'''

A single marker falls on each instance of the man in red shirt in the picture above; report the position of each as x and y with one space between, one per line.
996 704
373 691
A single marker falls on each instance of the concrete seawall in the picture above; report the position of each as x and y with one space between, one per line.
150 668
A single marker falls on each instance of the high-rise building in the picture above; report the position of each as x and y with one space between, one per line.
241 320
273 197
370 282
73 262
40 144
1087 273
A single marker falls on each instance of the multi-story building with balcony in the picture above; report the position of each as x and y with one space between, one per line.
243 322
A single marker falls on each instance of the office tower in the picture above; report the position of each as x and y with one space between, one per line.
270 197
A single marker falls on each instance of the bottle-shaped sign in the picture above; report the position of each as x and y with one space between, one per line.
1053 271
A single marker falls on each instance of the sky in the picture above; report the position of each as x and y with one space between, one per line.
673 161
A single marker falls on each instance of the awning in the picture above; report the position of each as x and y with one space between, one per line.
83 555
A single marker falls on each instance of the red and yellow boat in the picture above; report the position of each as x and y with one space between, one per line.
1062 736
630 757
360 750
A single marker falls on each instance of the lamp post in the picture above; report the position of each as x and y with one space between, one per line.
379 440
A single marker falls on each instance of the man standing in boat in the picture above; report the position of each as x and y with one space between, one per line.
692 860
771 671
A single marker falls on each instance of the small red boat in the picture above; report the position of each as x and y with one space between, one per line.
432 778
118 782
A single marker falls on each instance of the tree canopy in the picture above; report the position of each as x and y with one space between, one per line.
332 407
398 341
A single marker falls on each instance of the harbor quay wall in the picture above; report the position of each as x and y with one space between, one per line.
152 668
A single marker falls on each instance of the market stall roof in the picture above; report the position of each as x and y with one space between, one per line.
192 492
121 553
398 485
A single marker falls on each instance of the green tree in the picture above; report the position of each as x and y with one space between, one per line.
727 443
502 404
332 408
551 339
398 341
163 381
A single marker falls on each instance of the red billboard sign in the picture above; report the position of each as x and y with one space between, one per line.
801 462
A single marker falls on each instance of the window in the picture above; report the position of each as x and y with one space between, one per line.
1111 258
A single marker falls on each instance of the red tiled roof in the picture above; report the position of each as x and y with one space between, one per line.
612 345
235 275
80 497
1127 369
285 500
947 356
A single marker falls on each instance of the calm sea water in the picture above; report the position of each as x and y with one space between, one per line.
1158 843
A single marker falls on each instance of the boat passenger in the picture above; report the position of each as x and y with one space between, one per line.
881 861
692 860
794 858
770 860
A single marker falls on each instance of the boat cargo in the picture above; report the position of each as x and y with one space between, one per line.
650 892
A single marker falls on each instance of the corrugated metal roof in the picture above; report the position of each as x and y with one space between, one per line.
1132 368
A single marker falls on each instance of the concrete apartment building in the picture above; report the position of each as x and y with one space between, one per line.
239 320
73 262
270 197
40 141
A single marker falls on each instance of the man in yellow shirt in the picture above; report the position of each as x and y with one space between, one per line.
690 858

'''

Requirements
Copy without alteration every line of the items, from the line containing "A single marker falls on each instance of the corrugated" through the final line of the items, both inclusive.

Answer to the task
A single marker falls on each instance of the corrugated metal roof in the picture above; report the position of each as x and y with one space between, one per line.
1132 368
A single marker falls on each instance of the concrete apartment building in the picture above; report the position of each as x and y with one space between, one per line.
239 320
73 262
270 197
40 141
A single marker falls on each instance of the man in yellow shirt in the picture above; report the position of each as x and y with one space between, one per line.
690 858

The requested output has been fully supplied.